_Problem to work on_
The lines below that include "every" are to be found and copied.

Collected data
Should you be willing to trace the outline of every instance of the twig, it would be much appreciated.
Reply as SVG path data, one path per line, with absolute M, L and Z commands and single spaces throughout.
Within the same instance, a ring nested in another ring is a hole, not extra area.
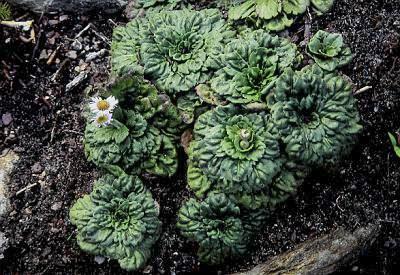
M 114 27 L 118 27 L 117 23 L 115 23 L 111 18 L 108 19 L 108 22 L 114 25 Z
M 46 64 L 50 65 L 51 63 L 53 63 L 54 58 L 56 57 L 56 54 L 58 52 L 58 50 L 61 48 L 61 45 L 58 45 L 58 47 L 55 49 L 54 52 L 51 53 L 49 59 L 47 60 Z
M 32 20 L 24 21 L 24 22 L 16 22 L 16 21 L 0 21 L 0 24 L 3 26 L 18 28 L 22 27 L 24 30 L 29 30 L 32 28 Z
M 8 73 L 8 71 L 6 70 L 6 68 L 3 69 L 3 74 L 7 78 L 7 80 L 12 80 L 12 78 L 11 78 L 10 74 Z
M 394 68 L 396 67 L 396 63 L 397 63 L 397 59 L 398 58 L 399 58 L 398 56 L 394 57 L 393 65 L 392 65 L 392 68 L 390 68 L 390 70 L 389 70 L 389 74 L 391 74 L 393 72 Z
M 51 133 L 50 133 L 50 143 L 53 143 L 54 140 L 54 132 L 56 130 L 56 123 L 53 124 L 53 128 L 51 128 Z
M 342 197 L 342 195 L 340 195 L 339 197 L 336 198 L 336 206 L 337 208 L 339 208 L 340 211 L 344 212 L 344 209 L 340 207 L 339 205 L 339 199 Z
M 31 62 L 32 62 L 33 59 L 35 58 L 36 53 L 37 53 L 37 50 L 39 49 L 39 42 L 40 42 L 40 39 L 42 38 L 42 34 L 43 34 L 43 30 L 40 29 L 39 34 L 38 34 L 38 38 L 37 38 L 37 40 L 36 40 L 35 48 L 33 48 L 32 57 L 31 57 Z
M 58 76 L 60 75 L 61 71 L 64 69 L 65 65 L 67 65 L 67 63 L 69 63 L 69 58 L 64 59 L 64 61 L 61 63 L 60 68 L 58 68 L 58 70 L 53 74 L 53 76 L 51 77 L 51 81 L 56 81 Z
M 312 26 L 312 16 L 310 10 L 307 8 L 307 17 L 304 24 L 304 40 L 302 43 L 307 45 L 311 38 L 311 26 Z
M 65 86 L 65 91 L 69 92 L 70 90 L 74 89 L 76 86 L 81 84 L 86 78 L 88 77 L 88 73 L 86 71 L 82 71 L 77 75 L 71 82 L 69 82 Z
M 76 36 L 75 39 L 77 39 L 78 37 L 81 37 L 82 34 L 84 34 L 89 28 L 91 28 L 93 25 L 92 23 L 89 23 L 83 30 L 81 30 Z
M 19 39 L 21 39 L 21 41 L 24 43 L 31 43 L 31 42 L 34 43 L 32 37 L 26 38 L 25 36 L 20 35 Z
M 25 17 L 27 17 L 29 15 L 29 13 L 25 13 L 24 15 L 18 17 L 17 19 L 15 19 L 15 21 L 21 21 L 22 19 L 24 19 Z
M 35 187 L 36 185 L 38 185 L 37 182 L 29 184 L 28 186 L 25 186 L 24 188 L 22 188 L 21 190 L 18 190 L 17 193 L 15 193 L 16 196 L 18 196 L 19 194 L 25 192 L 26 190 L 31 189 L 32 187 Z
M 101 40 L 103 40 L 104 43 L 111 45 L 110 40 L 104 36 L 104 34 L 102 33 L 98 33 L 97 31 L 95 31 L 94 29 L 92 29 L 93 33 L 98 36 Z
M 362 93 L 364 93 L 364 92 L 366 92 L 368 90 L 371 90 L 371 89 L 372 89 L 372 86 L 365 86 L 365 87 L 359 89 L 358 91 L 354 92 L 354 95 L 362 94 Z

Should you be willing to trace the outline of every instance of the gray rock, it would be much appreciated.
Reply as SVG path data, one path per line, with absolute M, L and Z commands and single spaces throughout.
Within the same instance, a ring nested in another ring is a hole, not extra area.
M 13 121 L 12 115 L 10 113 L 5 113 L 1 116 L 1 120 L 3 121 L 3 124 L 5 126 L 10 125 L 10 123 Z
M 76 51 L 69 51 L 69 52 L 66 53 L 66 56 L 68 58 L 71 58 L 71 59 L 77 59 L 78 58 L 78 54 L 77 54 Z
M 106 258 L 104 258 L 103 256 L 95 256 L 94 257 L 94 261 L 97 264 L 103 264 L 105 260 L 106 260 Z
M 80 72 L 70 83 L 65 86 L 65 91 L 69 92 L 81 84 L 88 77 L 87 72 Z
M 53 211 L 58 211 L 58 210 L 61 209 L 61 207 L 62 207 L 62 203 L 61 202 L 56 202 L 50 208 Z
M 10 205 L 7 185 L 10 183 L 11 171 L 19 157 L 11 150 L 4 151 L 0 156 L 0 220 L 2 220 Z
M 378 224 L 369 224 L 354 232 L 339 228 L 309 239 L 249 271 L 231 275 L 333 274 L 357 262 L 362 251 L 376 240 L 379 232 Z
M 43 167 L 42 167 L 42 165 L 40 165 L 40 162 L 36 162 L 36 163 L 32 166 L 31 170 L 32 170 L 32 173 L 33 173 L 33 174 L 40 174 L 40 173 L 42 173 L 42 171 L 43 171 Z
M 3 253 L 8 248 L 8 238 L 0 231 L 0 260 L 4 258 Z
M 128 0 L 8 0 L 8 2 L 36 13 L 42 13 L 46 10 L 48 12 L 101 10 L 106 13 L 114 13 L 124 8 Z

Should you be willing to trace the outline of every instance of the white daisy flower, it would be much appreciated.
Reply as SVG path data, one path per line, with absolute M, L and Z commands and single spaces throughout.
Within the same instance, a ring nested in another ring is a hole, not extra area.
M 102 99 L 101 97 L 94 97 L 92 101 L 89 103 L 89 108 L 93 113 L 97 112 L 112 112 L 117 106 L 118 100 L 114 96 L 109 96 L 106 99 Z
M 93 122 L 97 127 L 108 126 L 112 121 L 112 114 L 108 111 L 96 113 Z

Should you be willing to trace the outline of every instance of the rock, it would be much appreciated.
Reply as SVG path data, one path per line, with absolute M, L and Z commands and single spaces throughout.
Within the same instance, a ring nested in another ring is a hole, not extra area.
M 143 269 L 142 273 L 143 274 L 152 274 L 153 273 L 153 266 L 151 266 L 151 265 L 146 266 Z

_Response_
Should you be willing to trace the outline of every instance of the twig, it would be much appreciated.
Should you be willing to trace the outline of every instance of the gray rock, it would be much appreciated.
Should you be willing to trace the outline of every instance of the white daisy flower, it would be much appreciated.
Should you be willing to trace the outline of every instance of the rock, it would be much appreciated.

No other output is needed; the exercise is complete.